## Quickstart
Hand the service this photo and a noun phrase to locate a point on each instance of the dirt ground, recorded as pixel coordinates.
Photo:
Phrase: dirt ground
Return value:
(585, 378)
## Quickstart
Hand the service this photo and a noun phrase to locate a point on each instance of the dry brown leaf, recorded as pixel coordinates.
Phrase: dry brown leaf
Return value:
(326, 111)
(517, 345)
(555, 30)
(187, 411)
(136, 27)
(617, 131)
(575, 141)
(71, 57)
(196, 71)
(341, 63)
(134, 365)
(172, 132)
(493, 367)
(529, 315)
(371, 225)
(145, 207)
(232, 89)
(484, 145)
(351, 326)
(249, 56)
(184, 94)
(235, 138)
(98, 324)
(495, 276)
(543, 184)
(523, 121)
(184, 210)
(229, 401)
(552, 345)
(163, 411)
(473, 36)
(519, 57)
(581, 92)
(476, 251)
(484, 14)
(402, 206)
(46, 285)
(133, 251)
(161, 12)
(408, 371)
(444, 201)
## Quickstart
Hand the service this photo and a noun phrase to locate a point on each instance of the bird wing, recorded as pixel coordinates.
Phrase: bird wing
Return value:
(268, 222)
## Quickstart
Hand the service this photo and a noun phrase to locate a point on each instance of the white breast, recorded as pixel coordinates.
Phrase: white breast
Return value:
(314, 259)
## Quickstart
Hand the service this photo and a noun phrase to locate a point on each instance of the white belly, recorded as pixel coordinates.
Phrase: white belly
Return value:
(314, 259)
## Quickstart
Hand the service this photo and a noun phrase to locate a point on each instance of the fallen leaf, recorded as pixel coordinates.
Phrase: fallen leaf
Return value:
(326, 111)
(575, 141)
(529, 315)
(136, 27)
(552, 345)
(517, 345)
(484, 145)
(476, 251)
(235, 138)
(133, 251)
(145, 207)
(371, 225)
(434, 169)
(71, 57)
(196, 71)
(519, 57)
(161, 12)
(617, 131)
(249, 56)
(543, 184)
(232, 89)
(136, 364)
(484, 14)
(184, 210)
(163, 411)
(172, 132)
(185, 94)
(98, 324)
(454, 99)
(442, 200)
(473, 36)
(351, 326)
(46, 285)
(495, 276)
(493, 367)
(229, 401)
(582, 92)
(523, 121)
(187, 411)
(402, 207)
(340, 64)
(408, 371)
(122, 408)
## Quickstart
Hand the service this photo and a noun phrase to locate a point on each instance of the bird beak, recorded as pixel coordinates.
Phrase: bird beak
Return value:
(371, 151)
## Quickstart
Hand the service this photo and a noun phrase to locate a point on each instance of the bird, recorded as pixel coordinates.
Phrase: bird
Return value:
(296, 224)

──────────

**Problem requirements**.
For this exercise, output exactly the lines above from the line with "Phrase: bird wing" to the line with "Phrase: fallen leaf", counting both, and leave out the rest.

**Expected answer**.
Phrase: bird wing
Return value:
(268, 222)
## Quickstart
Hand the service this photo and a noun phrase to locate a point on each instance of the white breast, recorded as pixel coordinates.
Phrase: white breast
Return value:
(314, 259)
## Quickstart
Hand the service this photo and a noun phrase to locate a point on each instance of the white belly, recorded as pixel coordinates.
Phrase: white belly
Return value:
(314, 259)
## Quickstart
Hand the service this photo and a noun phrase to locate a point on each instance of the fallen leaf, recorded as pixel coordinates.
Phrase: fallen leaf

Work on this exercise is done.